TASK ITEM: Pictures in the records below are skipped; the rest is copied exactly.

DATA TO EXAMINE:
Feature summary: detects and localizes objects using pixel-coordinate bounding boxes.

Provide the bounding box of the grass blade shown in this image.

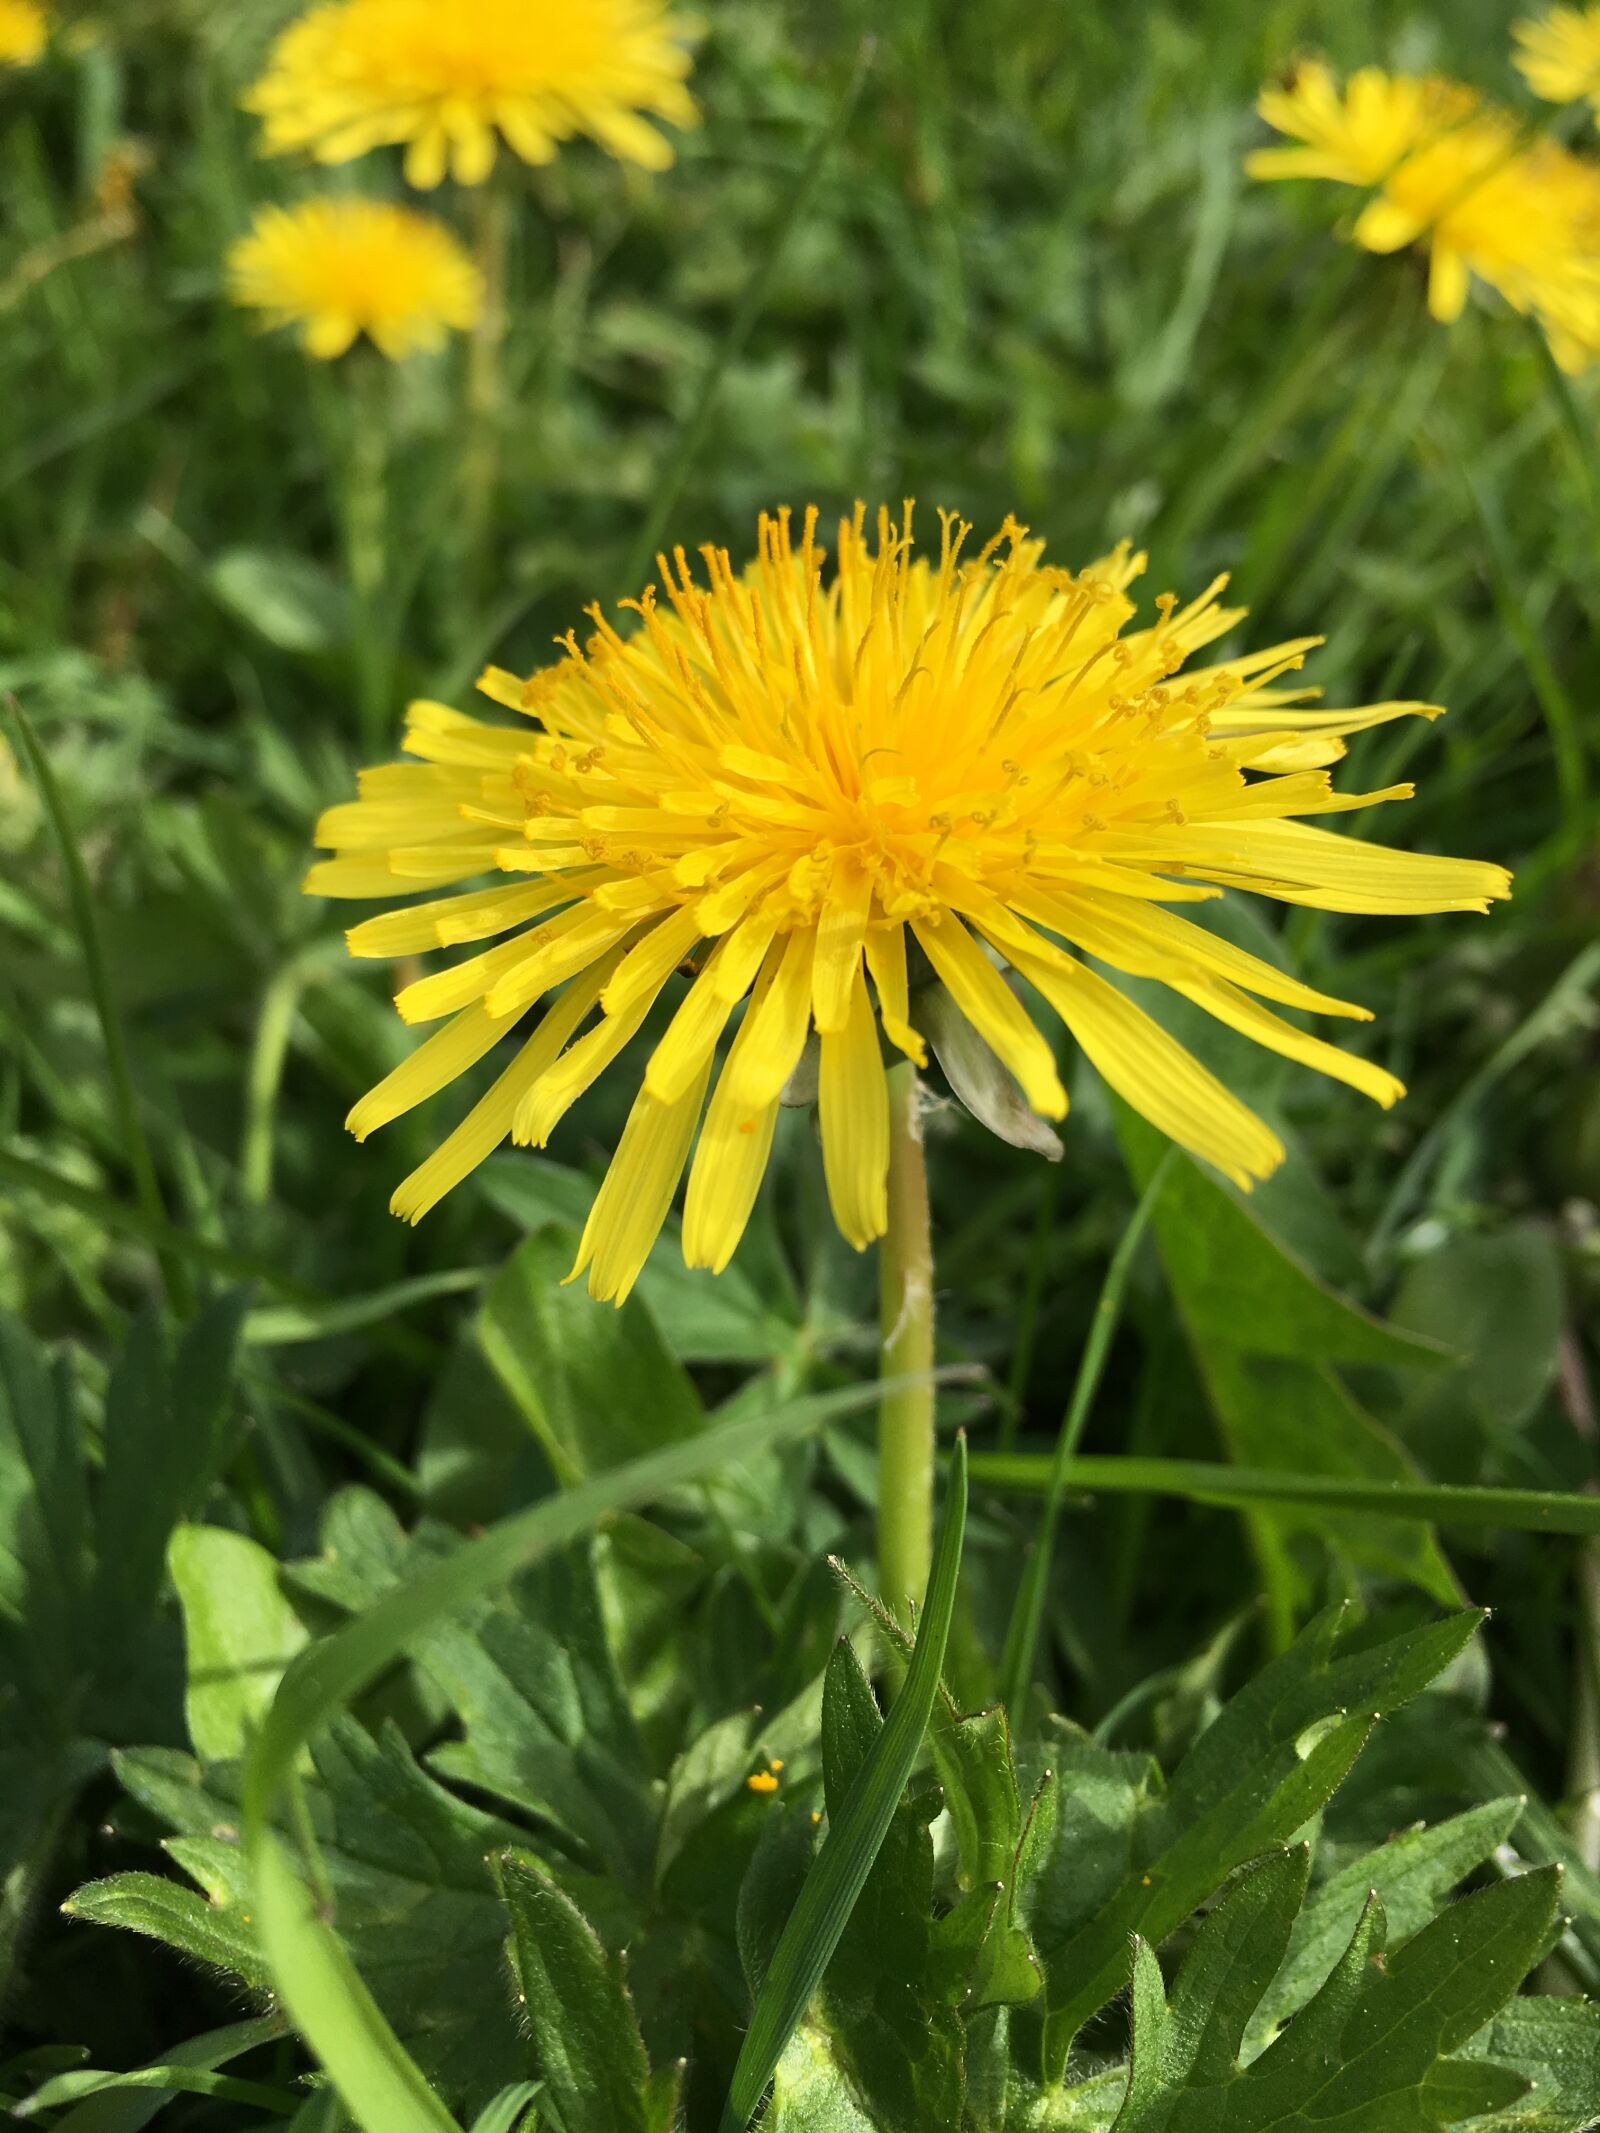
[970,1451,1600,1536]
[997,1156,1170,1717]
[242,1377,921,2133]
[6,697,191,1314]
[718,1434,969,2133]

ANSWER SECTION:
Feature summary: detects and localizes objects using pixel-coordinate bounding boxes.

Provide the bounding box of the grass blade shown in this image.

[970,1451,1600,1536]
[997,1156,1170,1717]
[242,1377,921,2133]
[6,697,191,1314]
[718,1434,969,2133]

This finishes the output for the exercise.